» **Your objective**:
Only the pictures are to be left out; set down the rest of the records exactly.

» **Records for the exercise**:
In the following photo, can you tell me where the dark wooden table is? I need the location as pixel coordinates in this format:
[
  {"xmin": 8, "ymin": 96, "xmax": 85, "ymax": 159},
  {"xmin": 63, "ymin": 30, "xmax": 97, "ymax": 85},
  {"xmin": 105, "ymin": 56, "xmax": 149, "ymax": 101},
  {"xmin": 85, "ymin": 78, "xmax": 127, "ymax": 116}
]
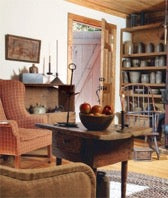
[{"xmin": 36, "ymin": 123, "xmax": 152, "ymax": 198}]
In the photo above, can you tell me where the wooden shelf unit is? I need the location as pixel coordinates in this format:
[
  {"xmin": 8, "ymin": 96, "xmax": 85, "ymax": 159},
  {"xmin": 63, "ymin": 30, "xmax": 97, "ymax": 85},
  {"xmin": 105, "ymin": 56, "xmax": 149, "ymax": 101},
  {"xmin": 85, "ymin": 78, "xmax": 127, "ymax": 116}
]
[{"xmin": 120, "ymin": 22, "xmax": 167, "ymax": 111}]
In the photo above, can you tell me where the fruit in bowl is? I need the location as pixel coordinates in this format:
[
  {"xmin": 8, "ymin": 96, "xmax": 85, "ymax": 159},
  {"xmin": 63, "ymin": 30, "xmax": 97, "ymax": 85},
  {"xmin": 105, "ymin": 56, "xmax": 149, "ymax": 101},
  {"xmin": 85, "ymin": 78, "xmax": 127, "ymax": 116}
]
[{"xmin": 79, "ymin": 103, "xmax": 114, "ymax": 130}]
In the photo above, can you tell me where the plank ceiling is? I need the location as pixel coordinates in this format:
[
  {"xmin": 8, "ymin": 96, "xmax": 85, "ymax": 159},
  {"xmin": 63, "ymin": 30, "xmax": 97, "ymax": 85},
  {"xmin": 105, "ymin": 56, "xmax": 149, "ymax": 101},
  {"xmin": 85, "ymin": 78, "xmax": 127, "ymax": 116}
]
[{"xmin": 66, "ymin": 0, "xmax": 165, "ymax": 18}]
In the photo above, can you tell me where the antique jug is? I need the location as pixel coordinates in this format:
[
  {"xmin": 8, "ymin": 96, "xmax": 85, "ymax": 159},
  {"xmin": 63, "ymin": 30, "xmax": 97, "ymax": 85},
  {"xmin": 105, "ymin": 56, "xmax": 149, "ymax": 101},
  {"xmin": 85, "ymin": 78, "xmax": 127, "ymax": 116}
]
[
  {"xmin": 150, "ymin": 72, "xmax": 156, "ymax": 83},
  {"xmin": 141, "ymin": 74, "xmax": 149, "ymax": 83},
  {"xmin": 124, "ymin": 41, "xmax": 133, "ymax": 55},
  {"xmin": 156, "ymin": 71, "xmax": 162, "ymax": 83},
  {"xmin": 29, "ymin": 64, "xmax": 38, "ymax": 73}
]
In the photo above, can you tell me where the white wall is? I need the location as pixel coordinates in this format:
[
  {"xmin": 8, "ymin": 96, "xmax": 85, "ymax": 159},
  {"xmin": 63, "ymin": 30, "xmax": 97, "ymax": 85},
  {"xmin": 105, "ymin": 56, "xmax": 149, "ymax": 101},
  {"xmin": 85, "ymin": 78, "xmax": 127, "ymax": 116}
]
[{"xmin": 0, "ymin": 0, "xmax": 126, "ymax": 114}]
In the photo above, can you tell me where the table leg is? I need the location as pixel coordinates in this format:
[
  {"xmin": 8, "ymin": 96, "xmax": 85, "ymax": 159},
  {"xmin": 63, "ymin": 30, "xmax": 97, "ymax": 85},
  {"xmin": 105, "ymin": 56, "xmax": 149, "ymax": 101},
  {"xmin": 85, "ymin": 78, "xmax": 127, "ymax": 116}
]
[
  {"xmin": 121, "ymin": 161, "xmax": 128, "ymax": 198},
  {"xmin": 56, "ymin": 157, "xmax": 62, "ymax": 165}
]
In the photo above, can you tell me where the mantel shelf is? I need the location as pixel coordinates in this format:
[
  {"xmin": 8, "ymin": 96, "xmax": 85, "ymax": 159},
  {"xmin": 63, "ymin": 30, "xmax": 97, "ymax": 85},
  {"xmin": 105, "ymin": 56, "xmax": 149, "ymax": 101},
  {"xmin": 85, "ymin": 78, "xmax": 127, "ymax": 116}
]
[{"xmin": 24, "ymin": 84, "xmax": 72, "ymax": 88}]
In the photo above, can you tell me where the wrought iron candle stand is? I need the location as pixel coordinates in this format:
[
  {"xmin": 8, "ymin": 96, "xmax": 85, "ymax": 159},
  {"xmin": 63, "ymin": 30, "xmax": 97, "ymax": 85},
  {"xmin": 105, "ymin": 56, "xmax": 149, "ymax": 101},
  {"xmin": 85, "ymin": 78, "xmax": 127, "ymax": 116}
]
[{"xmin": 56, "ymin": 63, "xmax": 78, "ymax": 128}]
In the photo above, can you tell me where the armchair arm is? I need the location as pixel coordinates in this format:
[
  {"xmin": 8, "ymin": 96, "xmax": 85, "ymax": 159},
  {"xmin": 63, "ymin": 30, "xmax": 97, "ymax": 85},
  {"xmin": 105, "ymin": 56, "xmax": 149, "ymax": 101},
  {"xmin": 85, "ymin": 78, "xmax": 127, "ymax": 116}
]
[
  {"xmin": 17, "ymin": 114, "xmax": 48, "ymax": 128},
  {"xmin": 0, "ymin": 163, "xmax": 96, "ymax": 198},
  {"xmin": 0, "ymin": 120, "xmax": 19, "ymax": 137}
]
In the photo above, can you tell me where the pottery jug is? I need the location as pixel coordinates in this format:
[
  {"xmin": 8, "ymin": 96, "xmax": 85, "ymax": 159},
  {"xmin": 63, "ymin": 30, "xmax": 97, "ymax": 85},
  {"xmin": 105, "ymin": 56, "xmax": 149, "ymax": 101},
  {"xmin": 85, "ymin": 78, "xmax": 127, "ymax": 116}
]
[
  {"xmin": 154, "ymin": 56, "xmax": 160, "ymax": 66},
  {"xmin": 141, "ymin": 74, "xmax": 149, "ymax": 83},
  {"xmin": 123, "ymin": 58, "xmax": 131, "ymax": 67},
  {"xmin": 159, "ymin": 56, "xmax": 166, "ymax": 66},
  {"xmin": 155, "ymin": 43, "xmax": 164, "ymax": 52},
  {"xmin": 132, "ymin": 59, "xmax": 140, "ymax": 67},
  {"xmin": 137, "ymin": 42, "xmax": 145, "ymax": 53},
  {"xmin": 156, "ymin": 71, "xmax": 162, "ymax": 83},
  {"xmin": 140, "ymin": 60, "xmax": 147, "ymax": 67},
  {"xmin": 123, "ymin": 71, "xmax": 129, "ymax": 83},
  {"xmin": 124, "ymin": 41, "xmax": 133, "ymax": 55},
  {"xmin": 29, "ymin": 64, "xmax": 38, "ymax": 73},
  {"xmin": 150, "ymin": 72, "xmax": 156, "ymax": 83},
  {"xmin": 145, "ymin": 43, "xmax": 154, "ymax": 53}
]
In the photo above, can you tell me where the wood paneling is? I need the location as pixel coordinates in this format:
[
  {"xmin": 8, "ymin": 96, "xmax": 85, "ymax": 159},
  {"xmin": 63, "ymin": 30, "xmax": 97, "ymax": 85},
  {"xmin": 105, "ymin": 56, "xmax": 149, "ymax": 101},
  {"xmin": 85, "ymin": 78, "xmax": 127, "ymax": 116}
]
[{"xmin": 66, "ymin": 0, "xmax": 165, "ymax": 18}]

» **Exercise solution**:
In the following photo, can you tell me where the dark wooden table is? I need the location as pixel coordinates in this format:
[
  {"xmin": 8, "ymin": 96, "xmax": 85, "ymax": 159},
  {"xmin": 63, "ymin": 30, "xmax": 97, "ymax": 85},
  {"xmin": 105, "ymin": 56, "xmax": 149, "ymax": 101},
  {"xmin": 85, "ymin": 78, "xmax": 127, "ymax": 116}
]
[{"xmin": 36, "ymin": 123, "xmax": 152, "ymax": 198}]
In the photo above, can you tell me where the wooden shelf unit is? I need the location as pixel coordinates in this format:
[
  {"xmin": 8, "ymin": 96, "xmax": 85, "ymax": 159},
  {"xmin": 63, "ymin": 30, "xmax": 97, "ymax": 85},
  {"xmin": 105, "ymin": 56, "xmax": 149, "ymax": 101},
  {"xmin": 85, "ymin": 78, "xmax": 127, "ymax": 116}
]
[{"xmin": 120, "ymin": 22, "xmax": 167, "ymax": 111}]
In the photo above, can you tell me where the fruit in bowl is? I need the location as pixel coordinates in this format:
[
  {"xmin": 8, "ymin": 96, "xmax": 85, "ymax": 159},
  {"xmin": 63, "ymin": 30, "xmax": 97, "ymax": 85},
  {"xmin": 105, "ymin": 56, "xmax": 149, "ymax": 101},
  {"xmin": 85, "ymin": 78, "xmax": 127, "ymax": 116}
]
[{"xmin": 79, "ymin": 103, "xmax": 114, "ymax": 130}]
In the photo above, can you tell me where the plank ceiling is? I need the location as pixel coordinates in this format:
[
  {"xmin": 8, "ymin": 96, "xmax": 85, "ymax": 159},
  {"xmin": 63, "ymin": 30, "xmax": 97, "ymax": 85},
  {"xmin": 105, "ymin": 56, "xmax": 149, "ymax": 101},
  {"xmin": 85, "ymin": 78, "xmax": 127, "ymax": 116}
]
[{"xmin": 66, "ymin": 0, "xmax": 165, "ymax": 18}]
In the photo above, can you tell me where the antique jug is? I need the location as pixel coordinates in this format:
[
  {"xmin": 8, "ymin": 96, "xmax": 85, "ymax": 159},
  {"xmin": 63, "ymin": 30, "xmax": 97, "ymax": 85},
  {"xmin": 105, "ymin": 56, "xmax": 149, "ymax": 101},
  {"xmin": 85, "ymin": 78, "xmax": 127, "ymax": 116}
]
[
  {"xmin": 150, "ymin": 72, "xmax": 156, "ymax": 83},
  {"xmin": 141, "ymin": 74, "xmax": 149, "ymax": 83},
  {"xmin": 124, "ymin": 41, "xmax": 133, "ymax": 55},
  {"xmin": 156, "ymin": 71, "xmax": 162, "ymax": 83},
  {"xmin": 29, "ymin": 64, "xmax": 38, "ymax": 73}
]
In the photo above, can you tell me where the white wall is? I need the location as pixel coordinates in this format:
[
  {"xmin": 8, "ymin": 96, "xmax": 85, "ymax": 159},
  {"xmin": 63, "ymin": 30, "xmax": 97, "ymax": 85},
  {"xmin": 105, "ymin": 56, "xmax": 149, "ymax": 101},
  {"xmin": 85, "ymin": 78, "xmax": 127, "ymax": 116}
]
[{"xmin": 0, "ymin": 0, "xmax": 126, "ymax": 114}]
In the photo above, can you tell me where the table leg is? I need the location as pixel coordinates in this format:
[
  {"xmin": 8, "ymin": 96, "xmax": 85, "ymax": 159},
  {"xmin": 63, "ymin": 30, "xmax": 97, "ymax": 85},
  {"xmin": 105, "ymin": 56, "xmax": 149, "ymax": 101},
  {"xmin": 85, "ymin": 78, "xmax": 127, "ymax": 116}
]
[
  {"xmin": 121, "ymin": 161, "xmax": 128, "ymax": 198},
  {"xmin": 56, "ymin": 157, "xmax": 62, "ymax": 165}
]
In the photo above, can you tell me where the mantel shelf is? I need the location as pixel coordinates in this format:
[
  {"xmin": 8, "ymin": 96, "xmax": 85, "ymax": 159},
  {"xmin": 63, "ymin": 30, "xmax": 97, "ymax": 85},
  {"xmin": 105, "ymin": 56, "xmax": 149, "ymax": 101},
  {"xmin": 85, "ymin": 78, "xmax": 127, "ymax": 116}
]
[{"xmin": 24, "ymin": 84, "xmax": 72, "ymax": 88}]
In the photo above, can you tell me where the wrought iron candle stand is? I need the location as pixel coordinates in this format:
[
  {"xmin": 8, "ymin": 96, "xmax": 85, "ymax": 159},
  {"xmin": 63, "ymin": 30, "xmax": 97, "ymax": 85},
  {"xmin": 105, "ymin": 56, "xmax": 149, "ymax": 101},
  {"xmin": 85, "ymin": 78, "xmax": 127, "ymax": 116}
]
[{"xmin": 56, "ymin": 63, "xmax": 78, "ymax": 128}]
In the photo above, can you tell me where the armchair arm is? I need the location as pixel coordinates in this format:
[
  {"xmin": 8, "ymin": 96, "xmax": 85, "ymax": 159},
  {"xmin": 63, "ymin": 30, "xmax": 97, "ymax": 85},
  {"xmin": 105, "ymin": 56, "xmax": 149, "ymax": 101},
  {"xmin": 85, "ymin": 78, "xmax": 127, "ymax": 116}
]
[
  {"xmin": 17, "ymin": 114, "xmax": 48, "ymax": 128},
  {"xmin": 0, "ymin": 163, "xmax": 96, "ymax": 198},
  {"xmin": 0, "ymin": 120, "xmax": 19, "ymax": 137}
]
In the photo above, can you tell me where the pottery jug is? I need the location as pixel coordinates in this format:
[
  {"xmin": 8, "ymin": 96, "xmax": 85, "ymax": 159},
  {"xmin": 63, "ymin": 30, "xmax": 97, "ymax": 85},
  {"xmin": 105, "ymin": 56, "xmax": 149, "ymax": 101},
  {"xmin": 85, "ymin": 78, "xmax": 127, "ymax": 116}
]
[
  {"xmin": 154, "ymin": 56, "xmax": 160, "ymax": 66},
  {"xmin": 141, "ymin": 74, "xmax": 149, "ymax": 83},
  {"xmin": 123, "ymin": 58, "xmax": 131, "ymax": 67},
  {"xmin": 159, "ymin": 56, "xmax": 166, "ymax": 66},
  {"xmin": 155, "ymin": 43, "xmax": 164, "ymax": 52},
  {"xmin": 132, "ymin": 59, "xmax": 140, "ymax": 67},
  {"xmin": 137, "ymin": 42, "xmax": 145, "ymax": 53},
  {"xmin": 156, "ymin": 71, "xmax": 162, "ymax": 83},
  {"xmin": 140, "ymin": 60, "xmax": 147, "ymax": 67},
  {"xmin": 123, "ymin": 71, "xmax": 129, "ymax": 83},
  {"xmin": 124, "ymin": 41, "xmax": 133, "ymax": 55},
  {"xmin": 29, "ymin": 64, "xmax": 38, "ymax": 73},
  {"xmin": 150, "ymin": 72, "xmax": 156, "ymax": 83},
  {"xmin": 145, "ymin": 43, "xmax": 154, "ymax": 53}
]
In the photo above, can you tell me where the wood paneling is? I need the location as pixel coordinates in this format:
[
  {"xmin": 8, "ymin": 96, "xmax": 85, "ymax": 159},
  {"xmin": 63, "ymin": 30, "xmax": 97, "ymax": 85},
  {"xmin": 105, "ymin": 56, "xmax": 149, "ymax": 101},
  {"xmin": 85, "ymin": 78, "xmax": 127, "ymax": 116}
]
[{"xmin": 66, "ymin": 0, "xmax": 165, "ymax": 18}]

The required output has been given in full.